LISTED ENTRIES:
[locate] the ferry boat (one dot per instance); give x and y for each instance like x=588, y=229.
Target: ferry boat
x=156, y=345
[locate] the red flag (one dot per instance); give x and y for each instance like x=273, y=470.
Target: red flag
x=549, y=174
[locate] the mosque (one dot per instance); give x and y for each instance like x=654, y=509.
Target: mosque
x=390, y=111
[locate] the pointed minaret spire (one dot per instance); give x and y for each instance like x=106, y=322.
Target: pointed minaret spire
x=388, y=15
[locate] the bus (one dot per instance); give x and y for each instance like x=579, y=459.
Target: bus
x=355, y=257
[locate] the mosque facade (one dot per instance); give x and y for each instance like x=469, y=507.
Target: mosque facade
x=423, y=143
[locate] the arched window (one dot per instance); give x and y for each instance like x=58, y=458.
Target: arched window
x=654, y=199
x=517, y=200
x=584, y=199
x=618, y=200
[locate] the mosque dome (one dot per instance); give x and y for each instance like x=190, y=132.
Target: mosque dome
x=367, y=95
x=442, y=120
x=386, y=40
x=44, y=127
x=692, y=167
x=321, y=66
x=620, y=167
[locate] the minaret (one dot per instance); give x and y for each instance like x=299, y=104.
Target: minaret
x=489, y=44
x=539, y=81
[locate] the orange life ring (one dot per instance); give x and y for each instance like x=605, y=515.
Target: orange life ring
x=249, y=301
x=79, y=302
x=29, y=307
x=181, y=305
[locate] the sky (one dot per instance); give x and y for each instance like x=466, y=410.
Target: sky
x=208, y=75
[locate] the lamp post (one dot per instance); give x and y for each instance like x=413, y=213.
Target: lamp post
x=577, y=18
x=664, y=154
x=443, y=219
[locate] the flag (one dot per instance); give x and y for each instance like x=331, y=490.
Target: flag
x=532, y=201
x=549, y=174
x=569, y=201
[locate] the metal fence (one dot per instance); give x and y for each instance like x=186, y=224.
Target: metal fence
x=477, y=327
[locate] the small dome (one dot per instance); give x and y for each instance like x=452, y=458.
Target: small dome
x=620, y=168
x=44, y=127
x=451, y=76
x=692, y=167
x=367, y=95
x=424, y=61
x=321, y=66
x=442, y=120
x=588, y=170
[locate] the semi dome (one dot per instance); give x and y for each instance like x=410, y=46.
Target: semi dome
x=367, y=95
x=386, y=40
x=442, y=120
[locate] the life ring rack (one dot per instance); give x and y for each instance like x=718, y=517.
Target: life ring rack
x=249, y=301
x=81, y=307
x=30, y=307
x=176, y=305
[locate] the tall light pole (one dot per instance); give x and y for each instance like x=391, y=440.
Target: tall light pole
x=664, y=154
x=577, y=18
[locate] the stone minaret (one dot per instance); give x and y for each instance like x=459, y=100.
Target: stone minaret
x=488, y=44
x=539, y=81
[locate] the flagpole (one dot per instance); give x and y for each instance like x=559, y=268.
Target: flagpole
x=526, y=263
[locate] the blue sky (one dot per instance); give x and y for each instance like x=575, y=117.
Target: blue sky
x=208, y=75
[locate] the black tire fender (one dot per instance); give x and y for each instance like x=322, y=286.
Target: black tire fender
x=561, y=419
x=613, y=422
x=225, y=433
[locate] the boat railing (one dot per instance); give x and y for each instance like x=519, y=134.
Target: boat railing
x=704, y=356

PROBLEM DESCRIPTION: Copy every item above word for word, with each line unchanged.

ANSWER TO THIS PROBLEM:
[locate] the ferry boat (one dot per instance); give x and y for each instance like x=588, y=229.
Target: ferry boat
x=156, y=345
[locate] the red flag (one dot per instance); give x and y for each instance like x=273, y=470.
Target: red flag
x=549, y=174
[locate] the mosque (one dot per instance); give x and y for each instance like x=654, y=509.
Target: mosque
x=390, y=111
[locate] the pointed minaret spire (one dot per instance); give x and y for each instance like x=106, y=322.
Target: pointed minaret spire
x=388, y=15
[locate] the bus (one dot per instance); give x and y for each instance like x=579, y=459.
Target: bus
x=355, y=257
[locate] the mosque facade (one dot per instance); give x and y for each instance like x=469, y=507.
Target: mosque facade
x=423, y=143
[locate] the arched window (one dot per instance); give x and y for each instance like x=58, y=458.
Target: arched window
x=654, y=199
x=517, y=200
x=584, y=199
x=618, y=200
[locate] the mosque dome (one dot per instance); give x and y for each instance like x=190, y=132.
Target: mosque dome
x=367, y=95
x=442, y=120
x=386, y=40
x=44, y=127
x=692, y=167
x=321, y=66
x=620, y=167
[locate] the minaret (one dot per instance); give x and y for each instance like x=299, y=104.
Target: minaret
x=489, y=44
x=539, y=81
[locate] the orange life ring (one dot per instance); give x and y for each instance like x=605, y=515.
Target: orange life ring
x=249, y=301
x=79, y=302
x=29, y=307
x=181, y=305
[locate] the sky (one dot per instance); give x and y for each instance like x=466, y=410.
Target: sky
x=208, y=75
[locate] the lamp post (one dot per instance); give x and y for each instance like x=413, y=213.
Target: lamp post
x=577, y=18
x=664, y=154
x=443, y=219
[locate] the flag (one dot per instance); give x and y for each instance like x=331, y=490.
Target: flag
x=532, y=201
x=549, y=174
x=569, y=201
[locate] the metal fence (one dot per instance); give x and y for each instance like x=186, y=224.
Target: metal fence
x=477, y=327
[locate] the small dome (one dot per instance); give x and y for each instance like x=452, y=458.
Target: small dome
x=620, y=168
x=44, y=127
x=451, y=76
x=692, y=167
x=367, y=95
x=424, y=61
x=321, y=66
x=442, y=120
x=588, y=170
[locate] the semi dome (one dot per instance); give x and y for each instance like x=410, y=46.
Target: semi dome
x=367, y=95
x=386, y=40
x=442, y=120
[locate] the life ring rack (one dot per instance); give x and y for each instance like x=718, y=517.
Target: life ring rack
x=249, y=301
x=81, y=307
x=30, y=307
x=176, y=305
[locate] the tall light pole (one dot per instance); give x and y for each instance like x=391, y=440.
Target: tall light pole
x=664, y=154
x=577, y=18
[locate] the stone minaret (one dot per instance); give x and y for each instance like x=459, y=100.
Target: stone minaret
x=488, y=44
x=539, y=81
[locate] the flagpole (one dot per instance); give x and y for each instance like x=559, y=268.
Target: flagpole
x=526, y=263
[locate] the blue sky (one dot per instance); give x and y for each instance like x=575, y=117.
Target: blue sky
x=208, y=75
[locate] the black tire fender (one dot per instance); give x and y for each instance like x=322, y=286.
Target: black tire fender
x=561, y=419
x=613, y=422
x=225, y=433
[locate] the boat railing (one dot per instance); give x and y for each instance like x=519, y=134.
Target: boat railing
x=704, y=356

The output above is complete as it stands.